● **抜粋本文**:
栃木県弁護士会からのお知らせ

「社会保障・税共通番号制」法案に反対する会長声明

 本年2月14日は、政府は、「社会保障・税共通番号制」にかかる法律案(正式名称「行政手続における特定の個人を識別するための番号の利用等に関する法律案」、通称「マイナンバー法案」)を国会に提出した。
 
 同法案は、全ての国民と外国人住民に対して、税の分野で納税者を特定する納税者番号を新たに付し、社会保障分野の番号と共通の識別番号(マイナンバー)とすることで、個人のデータを情報提供ネットワークシステムを通じて名寄せ・統合(データマッチング)することを可能にする制度(社会保障・税共通番号制)を創設しようとするものであり、その主たる目的は行政運営の効率向上にある(法律第1条)。
 
 しかしながら、上記法案には、憲法によって保障されるプライバシー権保護の観点からは看過しえない以下の重大な問題点が含まれている。

(データセットの項目)
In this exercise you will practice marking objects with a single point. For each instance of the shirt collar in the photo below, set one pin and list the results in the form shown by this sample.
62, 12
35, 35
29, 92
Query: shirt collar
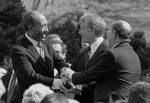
96, 44
34, 42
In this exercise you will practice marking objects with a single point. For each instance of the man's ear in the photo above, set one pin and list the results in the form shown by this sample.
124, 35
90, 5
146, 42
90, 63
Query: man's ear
29, 27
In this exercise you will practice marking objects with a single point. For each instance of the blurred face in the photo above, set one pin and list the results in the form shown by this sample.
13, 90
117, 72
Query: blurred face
85, 32
40, 29
58, 51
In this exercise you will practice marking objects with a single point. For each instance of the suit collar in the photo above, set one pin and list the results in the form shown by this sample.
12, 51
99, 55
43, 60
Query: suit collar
122, 43
98, 52
34, 53
96, 44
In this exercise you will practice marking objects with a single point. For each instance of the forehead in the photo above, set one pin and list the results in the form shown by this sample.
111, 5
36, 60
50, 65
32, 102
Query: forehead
40, 18
57, 46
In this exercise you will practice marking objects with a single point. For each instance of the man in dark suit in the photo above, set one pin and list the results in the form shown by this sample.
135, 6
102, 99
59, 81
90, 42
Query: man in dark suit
117, 69
31, 60
92, 29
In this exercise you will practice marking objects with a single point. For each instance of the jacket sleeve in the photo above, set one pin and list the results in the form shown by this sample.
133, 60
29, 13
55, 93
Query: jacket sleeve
102, 69
24, 70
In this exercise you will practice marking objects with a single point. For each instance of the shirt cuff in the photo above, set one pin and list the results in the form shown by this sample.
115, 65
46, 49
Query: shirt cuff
56, 83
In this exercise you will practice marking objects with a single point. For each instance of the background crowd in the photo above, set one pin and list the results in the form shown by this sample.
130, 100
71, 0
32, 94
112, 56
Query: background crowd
111, 65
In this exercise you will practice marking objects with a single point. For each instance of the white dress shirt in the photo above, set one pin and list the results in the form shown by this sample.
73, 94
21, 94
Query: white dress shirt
95, 45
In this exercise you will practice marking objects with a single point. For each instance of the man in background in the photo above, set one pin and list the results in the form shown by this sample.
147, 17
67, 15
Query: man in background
117, 69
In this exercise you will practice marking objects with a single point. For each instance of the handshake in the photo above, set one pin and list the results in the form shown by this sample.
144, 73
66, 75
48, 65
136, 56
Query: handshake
65, 84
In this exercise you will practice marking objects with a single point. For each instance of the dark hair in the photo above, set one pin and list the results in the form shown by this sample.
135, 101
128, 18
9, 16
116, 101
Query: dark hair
139, 93
28, 20
138, 40
121, 30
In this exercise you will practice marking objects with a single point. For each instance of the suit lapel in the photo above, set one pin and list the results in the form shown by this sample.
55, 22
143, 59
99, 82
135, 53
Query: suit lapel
97, 55
33, 52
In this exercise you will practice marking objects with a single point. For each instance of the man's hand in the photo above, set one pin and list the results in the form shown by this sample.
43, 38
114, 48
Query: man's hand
57, 83
66, 72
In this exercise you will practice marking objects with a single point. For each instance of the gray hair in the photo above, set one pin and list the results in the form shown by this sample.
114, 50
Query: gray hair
29, 18
123, 29
95, 23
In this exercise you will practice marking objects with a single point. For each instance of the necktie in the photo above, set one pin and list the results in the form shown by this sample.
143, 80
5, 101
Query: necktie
11, 87
87, 55
41, 51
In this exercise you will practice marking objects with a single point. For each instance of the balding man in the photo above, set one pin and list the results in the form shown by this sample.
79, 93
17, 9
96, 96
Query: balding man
30, 58
92, 30
117, 69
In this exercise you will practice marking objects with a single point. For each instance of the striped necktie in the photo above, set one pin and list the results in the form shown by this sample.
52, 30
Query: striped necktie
41, 51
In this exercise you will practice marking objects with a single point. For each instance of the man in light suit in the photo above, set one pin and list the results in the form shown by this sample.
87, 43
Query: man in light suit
117, 69
31, 60
92, 29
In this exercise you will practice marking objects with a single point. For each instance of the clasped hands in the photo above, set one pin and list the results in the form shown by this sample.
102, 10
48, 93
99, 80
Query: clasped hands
67, 85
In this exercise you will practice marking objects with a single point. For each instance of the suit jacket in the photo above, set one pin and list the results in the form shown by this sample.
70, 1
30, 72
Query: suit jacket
117, 70
30, 67
82, 64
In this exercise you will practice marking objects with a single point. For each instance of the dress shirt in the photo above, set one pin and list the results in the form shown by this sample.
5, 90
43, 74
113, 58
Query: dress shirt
95, 45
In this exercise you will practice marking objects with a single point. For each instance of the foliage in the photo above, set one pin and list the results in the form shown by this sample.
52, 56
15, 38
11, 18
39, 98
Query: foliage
10, 27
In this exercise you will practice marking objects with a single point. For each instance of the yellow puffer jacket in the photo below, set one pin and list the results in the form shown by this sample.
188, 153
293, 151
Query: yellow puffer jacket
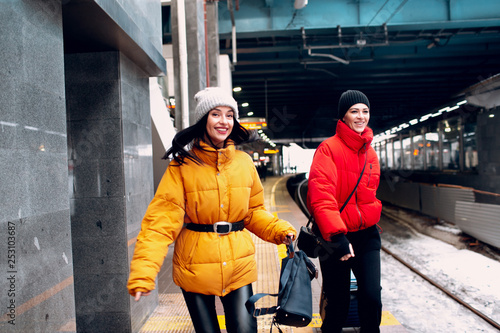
225, 188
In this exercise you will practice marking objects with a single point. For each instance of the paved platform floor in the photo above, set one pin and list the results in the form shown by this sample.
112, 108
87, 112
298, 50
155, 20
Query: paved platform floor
171, 315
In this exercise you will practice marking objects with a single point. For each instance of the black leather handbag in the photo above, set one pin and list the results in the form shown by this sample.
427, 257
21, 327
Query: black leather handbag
294, 307
310, 240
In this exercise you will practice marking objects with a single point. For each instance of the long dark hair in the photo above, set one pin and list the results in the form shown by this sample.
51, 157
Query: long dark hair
194, 134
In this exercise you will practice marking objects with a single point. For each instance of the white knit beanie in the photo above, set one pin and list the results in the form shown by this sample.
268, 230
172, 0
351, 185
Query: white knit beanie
211, 97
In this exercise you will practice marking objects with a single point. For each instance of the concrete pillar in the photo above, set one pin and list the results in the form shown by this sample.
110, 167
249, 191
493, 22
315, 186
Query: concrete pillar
35, 238
196, 56
212, 18
111, 185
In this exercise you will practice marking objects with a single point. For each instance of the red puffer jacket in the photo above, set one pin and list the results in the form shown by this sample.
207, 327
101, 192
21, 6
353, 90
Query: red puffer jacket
335, 170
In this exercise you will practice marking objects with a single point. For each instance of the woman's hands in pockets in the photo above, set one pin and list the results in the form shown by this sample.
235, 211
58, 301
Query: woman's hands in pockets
140, 293
289, 239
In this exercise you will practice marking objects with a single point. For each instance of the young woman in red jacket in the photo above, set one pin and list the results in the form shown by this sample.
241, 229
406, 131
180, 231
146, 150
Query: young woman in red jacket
352, 234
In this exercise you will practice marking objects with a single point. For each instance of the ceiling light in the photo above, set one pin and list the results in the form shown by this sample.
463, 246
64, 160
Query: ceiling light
299, 4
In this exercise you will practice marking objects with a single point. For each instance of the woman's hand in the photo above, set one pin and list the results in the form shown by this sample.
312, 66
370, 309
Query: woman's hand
349, 255
289, 239
140, 293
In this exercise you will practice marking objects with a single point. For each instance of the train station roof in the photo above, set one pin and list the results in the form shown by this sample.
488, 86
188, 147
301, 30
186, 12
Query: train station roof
294, 58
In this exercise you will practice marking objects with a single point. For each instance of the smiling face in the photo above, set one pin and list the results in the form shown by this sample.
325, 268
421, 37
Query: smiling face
220, 123
357, 117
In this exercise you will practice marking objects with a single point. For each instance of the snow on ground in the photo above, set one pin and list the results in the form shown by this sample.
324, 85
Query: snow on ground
419, 306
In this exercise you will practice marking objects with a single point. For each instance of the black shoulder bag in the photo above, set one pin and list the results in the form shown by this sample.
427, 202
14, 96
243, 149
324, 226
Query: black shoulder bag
310, 240
294, 307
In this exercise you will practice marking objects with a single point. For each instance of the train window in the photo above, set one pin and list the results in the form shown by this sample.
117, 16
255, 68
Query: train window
470, 145
408, 153
418, 152
451, 144
383, 155
397, 154
432, 149
390, 161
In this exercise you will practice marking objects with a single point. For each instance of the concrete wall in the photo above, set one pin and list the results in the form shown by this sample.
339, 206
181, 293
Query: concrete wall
109, 129
66, 238
36, 266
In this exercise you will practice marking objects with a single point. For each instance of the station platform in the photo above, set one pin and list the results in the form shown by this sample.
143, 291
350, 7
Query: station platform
172, 315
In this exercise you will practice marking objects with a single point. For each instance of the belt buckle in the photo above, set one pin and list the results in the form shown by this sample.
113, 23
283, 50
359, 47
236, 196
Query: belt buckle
223, 223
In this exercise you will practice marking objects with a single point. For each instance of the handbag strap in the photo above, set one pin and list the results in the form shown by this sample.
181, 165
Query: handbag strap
311, 218
355, 187
285, 276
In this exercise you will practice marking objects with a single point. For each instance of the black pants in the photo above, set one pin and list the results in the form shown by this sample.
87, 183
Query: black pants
238, 320
336, 283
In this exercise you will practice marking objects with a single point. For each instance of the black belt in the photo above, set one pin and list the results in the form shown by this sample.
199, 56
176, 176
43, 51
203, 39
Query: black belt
222, 228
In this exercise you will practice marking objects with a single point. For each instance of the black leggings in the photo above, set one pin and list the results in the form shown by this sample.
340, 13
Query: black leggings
238, 320
336, 283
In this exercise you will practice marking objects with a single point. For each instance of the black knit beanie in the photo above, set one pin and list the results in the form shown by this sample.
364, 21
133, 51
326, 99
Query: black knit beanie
348, 99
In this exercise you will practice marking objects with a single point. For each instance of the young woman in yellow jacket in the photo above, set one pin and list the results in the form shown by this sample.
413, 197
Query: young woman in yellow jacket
208, 202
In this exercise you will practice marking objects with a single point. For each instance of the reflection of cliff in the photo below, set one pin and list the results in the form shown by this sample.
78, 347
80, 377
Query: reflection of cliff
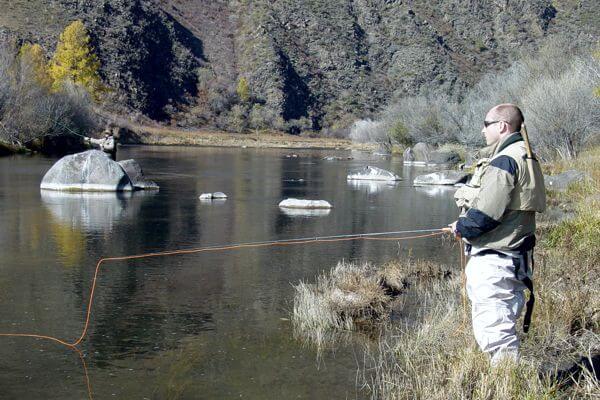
92, 211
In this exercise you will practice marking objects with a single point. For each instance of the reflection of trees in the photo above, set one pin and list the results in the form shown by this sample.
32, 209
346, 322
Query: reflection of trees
69, 240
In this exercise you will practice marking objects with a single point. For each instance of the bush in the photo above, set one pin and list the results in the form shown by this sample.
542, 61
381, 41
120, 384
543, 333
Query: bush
421, 119
558, 95
366, 130
29, 111
75, 61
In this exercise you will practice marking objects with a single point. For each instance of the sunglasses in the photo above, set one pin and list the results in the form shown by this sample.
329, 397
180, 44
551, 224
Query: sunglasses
488, 123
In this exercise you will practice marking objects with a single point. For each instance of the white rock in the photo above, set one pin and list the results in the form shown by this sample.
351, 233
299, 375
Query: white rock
91, 170
303, 203
447, 177
373, 174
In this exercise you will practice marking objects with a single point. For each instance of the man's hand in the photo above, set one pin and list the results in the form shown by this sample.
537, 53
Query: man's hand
452, 229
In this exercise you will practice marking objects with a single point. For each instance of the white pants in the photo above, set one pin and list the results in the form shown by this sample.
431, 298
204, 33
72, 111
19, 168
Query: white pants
497, 298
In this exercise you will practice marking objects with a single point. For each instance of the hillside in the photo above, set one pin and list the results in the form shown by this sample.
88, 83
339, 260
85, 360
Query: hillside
311, 64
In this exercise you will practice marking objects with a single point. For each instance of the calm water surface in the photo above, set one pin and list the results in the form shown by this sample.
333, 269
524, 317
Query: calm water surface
198, 326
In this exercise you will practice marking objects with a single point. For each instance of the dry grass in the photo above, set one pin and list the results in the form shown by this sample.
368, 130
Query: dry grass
436, 357
354, 297
161, 135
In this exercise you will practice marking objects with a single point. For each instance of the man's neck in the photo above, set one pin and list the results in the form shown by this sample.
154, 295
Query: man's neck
507, 140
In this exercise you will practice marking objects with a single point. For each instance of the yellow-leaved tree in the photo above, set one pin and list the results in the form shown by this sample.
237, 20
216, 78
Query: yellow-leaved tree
33, 60
74, 60
243, 89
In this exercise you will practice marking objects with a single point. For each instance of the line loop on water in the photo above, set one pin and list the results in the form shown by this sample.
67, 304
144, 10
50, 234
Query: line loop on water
383, 236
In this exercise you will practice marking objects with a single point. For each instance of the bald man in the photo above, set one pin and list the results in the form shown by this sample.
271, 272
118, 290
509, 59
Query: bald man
497, 222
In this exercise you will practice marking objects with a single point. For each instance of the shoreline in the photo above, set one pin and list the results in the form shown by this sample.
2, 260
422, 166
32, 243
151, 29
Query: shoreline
162, 136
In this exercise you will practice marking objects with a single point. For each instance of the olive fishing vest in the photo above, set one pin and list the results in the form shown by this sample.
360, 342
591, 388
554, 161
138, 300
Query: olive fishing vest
499, 203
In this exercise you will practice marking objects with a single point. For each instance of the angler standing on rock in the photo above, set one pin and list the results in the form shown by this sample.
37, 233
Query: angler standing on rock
107, 143
497, 222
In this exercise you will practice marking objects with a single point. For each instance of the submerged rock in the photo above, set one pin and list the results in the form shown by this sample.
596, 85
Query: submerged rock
336, 158
448, 177
373, 174
305, 212
136, 175
304, 203
91, 170
211, 196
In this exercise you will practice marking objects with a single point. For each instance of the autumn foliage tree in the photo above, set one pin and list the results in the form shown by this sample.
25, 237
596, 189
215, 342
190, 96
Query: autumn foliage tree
75, 60
243, 89
33, 61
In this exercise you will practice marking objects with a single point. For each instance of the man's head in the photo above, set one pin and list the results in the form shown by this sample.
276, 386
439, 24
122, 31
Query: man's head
501, 121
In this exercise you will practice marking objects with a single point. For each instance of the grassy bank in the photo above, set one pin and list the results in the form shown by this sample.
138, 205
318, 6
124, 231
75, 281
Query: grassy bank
435, 355
137, 134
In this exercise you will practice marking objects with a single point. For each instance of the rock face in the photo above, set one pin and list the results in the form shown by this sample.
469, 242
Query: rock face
448, 177
314, 61
303, 203
88, 171
562, 181
373, 174
136, 175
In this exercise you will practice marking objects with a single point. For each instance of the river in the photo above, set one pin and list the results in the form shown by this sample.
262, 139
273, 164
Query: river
196, 326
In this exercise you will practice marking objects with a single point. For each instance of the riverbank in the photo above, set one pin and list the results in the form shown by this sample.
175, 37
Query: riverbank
148, 135
432, 353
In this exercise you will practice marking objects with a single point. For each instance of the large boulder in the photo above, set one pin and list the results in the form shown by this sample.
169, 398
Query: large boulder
422, 152
136, 175
561, 182
447, 177
88, 171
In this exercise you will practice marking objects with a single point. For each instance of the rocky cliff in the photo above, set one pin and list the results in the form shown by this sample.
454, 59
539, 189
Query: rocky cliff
323, 63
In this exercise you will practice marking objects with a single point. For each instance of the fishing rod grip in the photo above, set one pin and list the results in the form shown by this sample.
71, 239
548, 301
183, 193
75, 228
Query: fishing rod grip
526, 139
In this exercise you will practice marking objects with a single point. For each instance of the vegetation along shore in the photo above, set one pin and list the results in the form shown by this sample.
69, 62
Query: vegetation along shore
285, 74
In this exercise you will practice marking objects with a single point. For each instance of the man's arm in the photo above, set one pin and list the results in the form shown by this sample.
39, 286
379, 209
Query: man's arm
488, 206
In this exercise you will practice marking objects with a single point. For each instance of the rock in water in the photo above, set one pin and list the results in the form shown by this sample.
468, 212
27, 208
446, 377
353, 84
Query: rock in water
88, 171
211, 196
373, 174
302, 203
444, 157
448, 177
136, 175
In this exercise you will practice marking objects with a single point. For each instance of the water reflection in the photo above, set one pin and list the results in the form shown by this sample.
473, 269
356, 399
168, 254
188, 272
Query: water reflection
372, 187
93, 211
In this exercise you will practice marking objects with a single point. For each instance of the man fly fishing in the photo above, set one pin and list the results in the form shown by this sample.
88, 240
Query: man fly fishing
497, 223
107, 143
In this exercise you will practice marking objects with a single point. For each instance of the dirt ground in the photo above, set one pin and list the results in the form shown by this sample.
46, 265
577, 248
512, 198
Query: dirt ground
173, 136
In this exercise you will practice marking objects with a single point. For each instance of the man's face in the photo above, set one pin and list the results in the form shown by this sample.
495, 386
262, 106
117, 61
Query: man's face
494, 128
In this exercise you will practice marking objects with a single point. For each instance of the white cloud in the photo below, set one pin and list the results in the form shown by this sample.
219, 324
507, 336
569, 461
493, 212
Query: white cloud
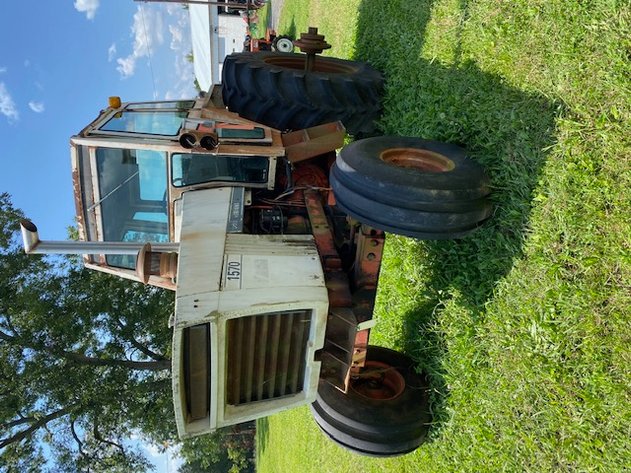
176, 36
88, 7
7, 106
37, 107
182, 86
147, 31
111, 52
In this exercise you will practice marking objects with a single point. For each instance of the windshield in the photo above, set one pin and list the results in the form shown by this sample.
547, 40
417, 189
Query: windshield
133, 198
166, 123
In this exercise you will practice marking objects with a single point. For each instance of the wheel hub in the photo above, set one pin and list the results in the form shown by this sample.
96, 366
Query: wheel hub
421, 159
378, 381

● **課題一覧**:
A) 抜粋本文の中で「」に囲まれている語句を、重複を除いてすべて挙げよ。
B) 抜粋本文のうち、「同法案は、全ての国民と外国人」から「率向上にある(法律第1条)。」までを、両端を含めて一字も変えずに書き写せ。

● **解答**:
A)
社会保障・税共通番号制
行政手続における特定の個人を識別するための番号の利用等に関する法律案
マイナンバー法案

B)
同法案は、全ての国民と外国人住民に対して、税の分野で納税者を特定する納税者番号を新たに付し、社会保障分野の番号と共通の識別番号(マイナンバー)とすることで、個人のデータを情報提供ネットワークシステムを通じて名寄せ・統合(データマッチング)することを可能にする制度(社会保障・税共通番号制)を創設しようとするものであり、その主たる目的は行政運営の効率向上にある(法律第1条)。